►

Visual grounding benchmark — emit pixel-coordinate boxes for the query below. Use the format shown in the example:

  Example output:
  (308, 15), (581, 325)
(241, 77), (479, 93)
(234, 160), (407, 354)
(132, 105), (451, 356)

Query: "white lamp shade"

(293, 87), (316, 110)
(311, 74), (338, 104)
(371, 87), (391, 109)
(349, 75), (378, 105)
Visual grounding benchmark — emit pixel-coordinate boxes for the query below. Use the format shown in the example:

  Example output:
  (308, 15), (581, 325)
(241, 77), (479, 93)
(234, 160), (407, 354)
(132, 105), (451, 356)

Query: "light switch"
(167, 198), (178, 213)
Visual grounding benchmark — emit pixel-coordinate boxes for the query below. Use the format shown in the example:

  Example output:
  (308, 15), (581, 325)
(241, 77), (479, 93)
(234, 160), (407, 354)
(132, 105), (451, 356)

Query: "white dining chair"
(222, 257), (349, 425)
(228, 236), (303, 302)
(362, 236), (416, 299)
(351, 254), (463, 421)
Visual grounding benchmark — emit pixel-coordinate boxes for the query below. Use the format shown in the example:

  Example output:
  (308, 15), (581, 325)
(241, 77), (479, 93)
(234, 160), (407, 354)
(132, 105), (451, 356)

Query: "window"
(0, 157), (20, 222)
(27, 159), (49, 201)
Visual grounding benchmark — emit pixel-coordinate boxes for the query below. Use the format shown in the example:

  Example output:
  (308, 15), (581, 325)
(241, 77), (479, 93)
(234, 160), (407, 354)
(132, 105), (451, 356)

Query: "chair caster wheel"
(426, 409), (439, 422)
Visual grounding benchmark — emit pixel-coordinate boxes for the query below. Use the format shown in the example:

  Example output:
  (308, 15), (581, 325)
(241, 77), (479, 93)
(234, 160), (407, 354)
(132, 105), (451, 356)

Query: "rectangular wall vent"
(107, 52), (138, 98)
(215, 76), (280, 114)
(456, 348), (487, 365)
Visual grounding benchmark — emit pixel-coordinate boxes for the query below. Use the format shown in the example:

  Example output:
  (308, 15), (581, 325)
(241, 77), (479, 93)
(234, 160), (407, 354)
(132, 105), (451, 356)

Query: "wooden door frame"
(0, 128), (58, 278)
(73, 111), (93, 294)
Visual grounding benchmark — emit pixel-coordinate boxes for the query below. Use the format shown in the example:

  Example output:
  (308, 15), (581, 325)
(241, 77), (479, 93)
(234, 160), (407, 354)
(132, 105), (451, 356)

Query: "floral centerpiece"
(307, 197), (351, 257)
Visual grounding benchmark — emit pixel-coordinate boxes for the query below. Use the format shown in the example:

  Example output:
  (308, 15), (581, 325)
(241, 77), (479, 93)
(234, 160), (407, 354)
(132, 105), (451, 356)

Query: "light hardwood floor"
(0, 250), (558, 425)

◄
►

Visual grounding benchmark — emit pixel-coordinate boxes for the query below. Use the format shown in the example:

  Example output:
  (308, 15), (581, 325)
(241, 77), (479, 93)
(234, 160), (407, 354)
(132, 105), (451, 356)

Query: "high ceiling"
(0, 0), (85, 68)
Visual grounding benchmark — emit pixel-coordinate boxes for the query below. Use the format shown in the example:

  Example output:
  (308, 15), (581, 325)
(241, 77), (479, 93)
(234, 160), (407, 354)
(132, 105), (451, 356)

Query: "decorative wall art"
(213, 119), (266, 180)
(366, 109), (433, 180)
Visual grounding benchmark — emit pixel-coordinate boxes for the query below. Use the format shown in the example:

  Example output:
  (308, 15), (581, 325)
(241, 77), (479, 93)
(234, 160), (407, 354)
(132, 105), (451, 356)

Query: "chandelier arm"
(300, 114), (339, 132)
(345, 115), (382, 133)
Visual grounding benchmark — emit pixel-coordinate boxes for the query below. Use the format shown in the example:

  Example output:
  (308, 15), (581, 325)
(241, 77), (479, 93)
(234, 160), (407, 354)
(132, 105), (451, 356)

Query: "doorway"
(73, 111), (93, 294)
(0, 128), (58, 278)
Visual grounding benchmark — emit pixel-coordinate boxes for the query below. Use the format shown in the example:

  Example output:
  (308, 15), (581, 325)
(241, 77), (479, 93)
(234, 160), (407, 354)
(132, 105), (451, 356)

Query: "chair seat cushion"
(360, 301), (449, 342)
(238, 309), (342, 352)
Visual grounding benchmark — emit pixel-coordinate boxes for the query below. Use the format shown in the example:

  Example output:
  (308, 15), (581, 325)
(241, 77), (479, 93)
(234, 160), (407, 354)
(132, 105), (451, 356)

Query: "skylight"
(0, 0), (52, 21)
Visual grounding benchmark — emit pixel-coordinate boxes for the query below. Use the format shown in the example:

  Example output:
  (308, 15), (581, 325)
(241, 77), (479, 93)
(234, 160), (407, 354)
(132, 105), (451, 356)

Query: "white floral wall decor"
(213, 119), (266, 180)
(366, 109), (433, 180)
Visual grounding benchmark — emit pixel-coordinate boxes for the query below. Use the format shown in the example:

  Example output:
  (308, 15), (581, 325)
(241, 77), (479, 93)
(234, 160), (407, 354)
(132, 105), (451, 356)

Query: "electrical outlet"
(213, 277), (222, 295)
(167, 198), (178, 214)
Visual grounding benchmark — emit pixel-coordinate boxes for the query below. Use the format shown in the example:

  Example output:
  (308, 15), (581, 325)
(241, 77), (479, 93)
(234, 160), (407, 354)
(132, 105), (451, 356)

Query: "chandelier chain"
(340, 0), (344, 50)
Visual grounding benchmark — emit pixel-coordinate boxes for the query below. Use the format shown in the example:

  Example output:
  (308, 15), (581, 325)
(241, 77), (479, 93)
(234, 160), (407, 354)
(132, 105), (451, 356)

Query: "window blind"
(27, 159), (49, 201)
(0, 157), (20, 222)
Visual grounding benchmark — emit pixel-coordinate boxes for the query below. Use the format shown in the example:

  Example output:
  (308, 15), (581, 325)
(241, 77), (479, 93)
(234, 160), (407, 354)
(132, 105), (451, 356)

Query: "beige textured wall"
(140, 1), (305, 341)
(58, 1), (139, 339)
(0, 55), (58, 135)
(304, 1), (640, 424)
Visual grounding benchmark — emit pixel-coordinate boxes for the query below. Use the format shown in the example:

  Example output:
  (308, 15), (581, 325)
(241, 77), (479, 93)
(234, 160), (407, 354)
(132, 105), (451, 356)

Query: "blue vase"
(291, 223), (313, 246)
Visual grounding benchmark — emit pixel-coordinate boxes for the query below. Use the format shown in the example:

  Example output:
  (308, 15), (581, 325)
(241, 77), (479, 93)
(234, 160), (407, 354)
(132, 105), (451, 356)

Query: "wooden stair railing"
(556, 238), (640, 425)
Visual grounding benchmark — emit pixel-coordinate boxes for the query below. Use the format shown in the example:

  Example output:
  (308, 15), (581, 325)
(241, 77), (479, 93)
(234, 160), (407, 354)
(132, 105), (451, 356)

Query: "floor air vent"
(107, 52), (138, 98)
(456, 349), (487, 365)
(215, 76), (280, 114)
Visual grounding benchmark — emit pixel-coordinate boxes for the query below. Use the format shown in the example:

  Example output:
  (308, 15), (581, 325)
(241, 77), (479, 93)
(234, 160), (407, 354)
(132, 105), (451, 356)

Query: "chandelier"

◄

Aim of the exercise: List every line in the entries above that contains the word "chair".

Task result:
Query: "white dining chair"
Query: "chair caster wheel"
Query: "chair seat cushion"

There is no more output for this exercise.